PROBLEM
Extract the complete listing and output it unchanged.

## START

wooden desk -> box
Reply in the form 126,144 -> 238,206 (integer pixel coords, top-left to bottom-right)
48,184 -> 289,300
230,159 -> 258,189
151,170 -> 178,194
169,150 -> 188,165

## END

RESULT OF THE TASK
wooden desk -> box
Reply in the form 126,144 -> 238,206 (integer pixel coords, top-left to bottom-right)
48,184 -> 289,300
230,159 -> 258,189
151,170 -> 178,194
169,150 -> 188,165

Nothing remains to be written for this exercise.